Written request 1 -> Rewrite the bounding-box rows from their start up to and including the line with "[438,118,566,357]", shifting every coordinate in the answers by -91. Reproduce only those lines.

Inline-compiles the .nu file at `path` into the current module. The
path is resolved relative to the compiler's current working directory,
NOT relative to the importing file. The same `path` is imported at most
once per compilation (duplicate-include guard).
Without alias:
All top-level names from the imported file land in the global
namespace unchanged.
Example: $ `stdlib/core/string`
With alias:
Every top-level @-function defined in the imported file is renamed
to `alias__name` by a pre-tokenisation source rewrite; internal
cross-calls inside the imported file are rewritten to match. The
renamed functions are reached from the importer via `alias::name`,
which the lexer fuses into the same single IDENT `alias__name`.
FFI declarations (`& STR @ name …`), trait / impl methods and
struct / enum / const names are NOT renamed in this iteration —
they remain in the global namespace.
Example: $ `stdlib/core/mem` m
( m::alloc 16 ) — call alloc from the `m` module
Nested aliased imports compose: an alias applied here is in effect
only for names defined directly in `path`; any further `$` declared
inside `path` is handled by its own alias (or lack thereof). *)
import_decl = '$' STR IDENT? ;
(* & `libname` @ name ffi_param* ('...')? → type
Declares an external C symbol (LLVM declare).
FFI parameters may omit the identifier (the name is cosmetic at
call sites — only the type matters for the IR declare).
The optional trailing literal `...` token marks the C function as
variadic. The number of named params before the `...` is the
"fixed" prefix; every argument passed beyond that count at a call
site undergoes C default argument promotion (see Changes since
v1.8 in the prelude).
Example: & `libc` @ puts s msg → i
Example: & `libm` @ sqrt f → f — no param name
Example: & `libc` @ printf s fmt ... → i32 — variadic *)
ffi_decl = '&' STR '@' IDENT ffi_param* ( '...' )? '→' type ;
ffi_param = type IDENT? ;
(* [T], [K V] — type variable list for generic declarations.
Declaration-site list of single-letter (or multi-letter) type names.
The type variable 'T' lexes as the boolean literal token and is
disambiguated by context (in a [...] list and in parameter position).

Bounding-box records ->
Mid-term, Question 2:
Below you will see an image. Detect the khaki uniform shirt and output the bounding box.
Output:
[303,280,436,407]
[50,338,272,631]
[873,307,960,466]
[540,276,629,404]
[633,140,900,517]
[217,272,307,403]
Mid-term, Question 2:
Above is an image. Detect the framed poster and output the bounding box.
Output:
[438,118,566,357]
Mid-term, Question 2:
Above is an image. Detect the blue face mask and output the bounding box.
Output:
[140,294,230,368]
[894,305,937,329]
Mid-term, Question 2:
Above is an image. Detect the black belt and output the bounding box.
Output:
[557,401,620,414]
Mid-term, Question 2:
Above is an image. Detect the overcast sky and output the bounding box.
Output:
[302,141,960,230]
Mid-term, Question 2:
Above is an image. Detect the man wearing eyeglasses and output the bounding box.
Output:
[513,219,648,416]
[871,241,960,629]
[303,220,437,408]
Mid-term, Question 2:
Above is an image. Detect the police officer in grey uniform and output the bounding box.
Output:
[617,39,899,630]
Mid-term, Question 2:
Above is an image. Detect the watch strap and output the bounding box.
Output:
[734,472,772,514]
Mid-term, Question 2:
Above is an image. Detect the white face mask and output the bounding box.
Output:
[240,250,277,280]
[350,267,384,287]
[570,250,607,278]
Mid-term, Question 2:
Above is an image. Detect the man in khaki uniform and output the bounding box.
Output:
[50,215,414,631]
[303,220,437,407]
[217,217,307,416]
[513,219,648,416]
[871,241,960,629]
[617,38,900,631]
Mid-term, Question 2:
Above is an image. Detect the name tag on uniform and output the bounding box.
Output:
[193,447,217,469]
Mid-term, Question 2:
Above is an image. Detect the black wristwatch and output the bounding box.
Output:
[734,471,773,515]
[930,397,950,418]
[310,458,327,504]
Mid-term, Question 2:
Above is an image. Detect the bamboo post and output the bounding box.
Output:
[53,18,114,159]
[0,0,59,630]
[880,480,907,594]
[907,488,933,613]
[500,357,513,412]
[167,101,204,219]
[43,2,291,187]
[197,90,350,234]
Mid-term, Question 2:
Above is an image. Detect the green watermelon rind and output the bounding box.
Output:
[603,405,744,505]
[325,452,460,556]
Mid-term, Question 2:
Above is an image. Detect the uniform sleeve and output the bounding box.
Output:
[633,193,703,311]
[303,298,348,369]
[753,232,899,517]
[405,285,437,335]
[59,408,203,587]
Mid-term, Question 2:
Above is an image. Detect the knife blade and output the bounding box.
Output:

Written request 2 -> Summarize the grammar notes in two sentences.

Problem solution 1 ->
Mid-term, Question 2:
Below you will see an image. Detect the khaki uniform shirt and output the bounding box.
Output:
[212,189,345,316]
[-41,247,181,540]
[782,216,869,375]
[449,185,538,313]
[542,49,809,426]
[126,181,216,312]
Mid-term, Question 2:
Above is an image. Detect the framed poster and output the bounding box.
Output:
[347,27,475,266]

Problem solution 2 -> The `$` import inline-compiles a .nu file into the current module, resolving its path against the compiler's working directory and importing each path at most once. Without an alias its top-level names go into the global namespace, while with an alias its top-level @-functions are renamed to `alias__name` and are reached as `alias::name`; the `&` declaration declares an external C symbol whose parameter names may be omitted and whose trailing `...` marks it as variadic.